• **What the exercise asks**: Take the listing below and reproduce it in full. Change nothing.

• **Supplied data**:
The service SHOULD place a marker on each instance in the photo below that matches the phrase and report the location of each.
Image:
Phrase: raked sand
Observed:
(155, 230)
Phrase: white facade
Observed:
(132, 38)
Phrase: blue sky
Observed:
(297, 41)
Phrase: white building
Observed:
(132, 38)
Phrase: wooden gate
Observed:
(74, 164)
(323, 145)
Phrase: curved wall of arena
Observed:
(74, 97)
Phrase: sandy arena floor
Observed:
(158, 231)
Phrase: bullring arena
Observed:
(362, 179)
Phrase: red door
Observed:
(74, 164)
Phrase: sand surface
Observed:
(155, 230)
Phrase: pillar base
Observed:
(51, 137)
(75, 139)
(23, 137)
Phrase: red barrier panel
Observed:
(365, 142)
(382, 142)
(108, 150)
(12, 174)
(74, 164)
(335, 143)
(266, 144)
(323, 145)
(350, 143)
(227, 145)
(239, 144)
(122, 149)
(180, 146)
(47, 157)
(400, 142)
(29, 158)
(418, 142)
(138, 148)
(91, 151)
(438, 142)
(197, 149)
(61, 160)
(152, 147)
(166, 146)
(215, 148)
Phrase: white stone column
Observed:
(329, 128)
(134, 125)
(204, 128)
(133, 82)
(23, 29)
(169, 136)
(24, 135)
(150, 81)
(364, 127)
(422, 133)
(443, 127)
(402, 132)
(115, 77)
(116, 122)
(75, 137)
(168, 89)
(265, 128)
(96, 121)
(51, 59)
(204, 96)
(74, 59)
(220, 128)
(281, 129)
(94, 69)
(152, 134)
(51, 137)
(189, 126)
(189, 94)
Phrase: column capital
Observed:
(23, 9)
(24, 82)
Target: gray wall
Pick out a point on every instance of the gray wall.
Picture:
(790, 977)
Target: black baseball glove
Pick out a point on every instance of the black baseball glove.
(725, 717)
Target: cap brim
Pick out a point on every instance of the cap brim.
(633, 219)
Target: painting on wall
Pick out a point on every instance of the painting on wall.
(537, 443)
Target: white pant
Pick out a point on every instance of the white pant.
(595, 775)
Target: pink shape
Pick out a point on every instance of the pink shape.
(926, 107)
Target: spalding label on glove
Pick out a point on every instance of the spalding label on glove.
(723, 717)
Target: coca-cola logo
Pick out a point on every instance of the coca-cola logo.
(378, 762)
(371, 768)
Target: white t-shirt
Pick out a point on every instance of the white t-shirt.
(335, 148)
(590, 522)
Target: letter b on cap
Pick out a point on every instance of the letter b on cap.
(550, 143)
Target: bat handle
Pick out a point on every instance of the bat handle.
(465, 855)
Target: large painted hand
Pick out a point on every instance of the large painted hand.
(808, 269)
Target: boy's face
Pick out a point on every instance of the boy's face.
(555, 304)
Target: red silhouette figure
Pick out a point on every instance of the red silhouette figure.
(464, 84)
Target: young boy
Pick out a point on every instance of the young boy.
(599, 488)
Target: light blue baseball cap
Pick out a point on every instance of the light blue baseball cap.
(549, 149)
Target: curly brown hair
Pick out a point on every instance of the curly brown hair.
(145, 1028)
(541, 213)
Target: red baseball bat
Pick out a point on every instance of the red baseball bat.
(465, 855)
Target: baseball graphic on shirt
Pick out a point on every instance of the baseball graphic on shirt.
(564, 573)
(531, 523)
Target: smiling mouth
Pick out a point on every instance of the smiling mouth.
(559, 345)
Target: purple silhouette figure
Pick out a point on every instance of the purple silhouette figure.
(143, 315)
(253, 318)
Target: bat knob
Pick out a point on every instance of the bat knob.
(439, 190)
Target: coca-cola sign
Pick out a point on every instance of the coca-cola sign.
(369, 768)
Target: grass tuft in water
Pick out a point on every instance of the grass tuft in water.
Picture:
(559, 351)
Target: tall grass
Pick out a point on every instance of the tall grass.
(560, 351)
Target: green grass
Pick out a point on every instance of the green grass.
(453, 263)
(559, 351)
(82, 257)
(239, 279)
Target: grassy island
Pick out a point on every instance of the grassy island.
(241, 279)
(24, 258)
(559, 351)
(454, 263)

• **Task answer**:
The service SHOULD place a marker on each instance in the photo below that matches the phrase and report the location of each.
Image:
Phrase: raked sand
Observed:
(155, 230)
Phrase: white facade
Observed:
(132, 38)
Phrase: blue sky
Observed:
(297, 41)
Phrase: white building
Observed:
(132, 38)
Phrase: wooden gate
Observed:
(74, 164)
(323, 145)
Phrase: curved wall of arena
Observed:
(74, 97)
Phrase: sandy arena floor
Observed:
(158, 231)
Phrase: bullring arena
Observed:
(362, 179)
Phrase: red door
Observed:
(74, 164)
Phrase: sand surface
Observed:
(155, 230)
Phrase: pillar base
Observed:
(51, 137)
(75, 139)
(23, 137)
Phrase: red barrier panel
Observed:
(365, 142)
(382, 142)
(108, 150)
(12, 174)
(74, 164)
(335, 143)
(266, 144)
(323, 145)
(350, 143)
(227, 145)
(239, 144)
(122, 149)
(180, 146)
(47, 157)
(400, 142)
(29, 158)
(418, 142)
(138, 148)
(91, 151)
(438, 142)
(197, 149)
(61, 160)
(152, 147)
(166, 146)
(215, 148)
Phrase: white stone column
Observed:
(329, 128)
(134, 125)
(204, 128)
(133, 82)
(23, 29)
(169, 136)
(24, 135)
(150, 81)
(364, 127)
(422, 133)
(443, 127)
(402, 132)
(115, 77)
(116, 122)
(75, 137)
(168, 89)
(265, 128)
(96, 121)
(51, 59)
(204, 96)
(74, 59)
(220, 128)
(281, 129)
(94, 69)
(152, 134)
(51, 137)
(189, 126)
(189, 94)
Phrase: column capital
Observed:
(23, 9)
(24, 82)
Target: gray wall
Pick out a point on every instance of the gray wall.
Picture:
(790, 977)
Target: black baseball glove
Pick out a point on every instance of the black baseball glove.
(725, 717)
Target: cap brim
Pick out a point on every instance of the cap brim.
(633, 219)
Target: painting on wall
Pick out a point on every instance of the painting on wall.
(537, 443)
Target: white pant
Pick out a point on every instance of the white pant.
(595, 775)
Target: pink shape
Pick out a point on every instance of the pink shape.
(926, 107)
Target: spalding label on glove
Pick out a point on every instance of the spalding label on glove.
(723, 717)
Target: coca-cola logo
Pick out a point on every instance of the coca-cola logo.
(378, 762)
(371, 768)
Target: white t-shirt
Pick out a point on every instance of the white t-shirt.
(335, 148)
(590, 522)
Target: letter b on cap
Pick out a point on every instance of the letter b on cap.
(550, 143)
Target: bat handle
Pick out a point on every instance of the bat handle.
(465, 855)
Target: large painted hand
Pick out a point on every instance of the large painted hand.
(808, 269)
Target: boy's face
Pick out a point on every instance of the boy's face.
(555, 304)
Target: red silhouette figure
Pick out a point on every instance of the red silhouette figure.
(464, 84)
Target: young boy
Pick out a point on every instance of the young boy.
(599, 488)
Target: light blue baseball cap
Pick out a point on every instance of the light blue baseball cap.
(549, 149)
Target: curly brown hair
Pick out a point on every instance of the curly brown hair.
(145, 1028)
(541, 213)
Target: red baseball bat
Pick out a point on every instance of the red baseball bat.
(465, 855)
Target: baseball graphic on shirt
Pick out a point on every instance of the baseball graphic on shirt.
(564, 573)
(531, 523)
Target: smiling mouth
Pick out a point on every instance of the smiling mouth.
(559, 345)
Target: purple silhouette figure
Pick out a point on every instance of the purple silhouette figure.
(143, 315)
(253, 318)
Target: bat knob
Pick out a point on every instance of the bat knob.
(439, 190)
Target: coca-cola sign
Pick out a point on every instance of the coca-cola sign.
(369, 768)
Target: grass tuft in water
Pick out a point on every instance of the grass tuft in water.
Picture:
(559, 351)
Target: tall grass
Pick out a point on every instance of the tall grass.
(560, 351)
Target: green grass
Pick out a point on every instance of the green grass.
(453, 263)
(559, 351)
(82, 257)
(239, 279)
Target: grassy island
Pick out a point on every instance of the grassy island.
(241, 279)
(24, 258)
(559, 351)
(454, 263)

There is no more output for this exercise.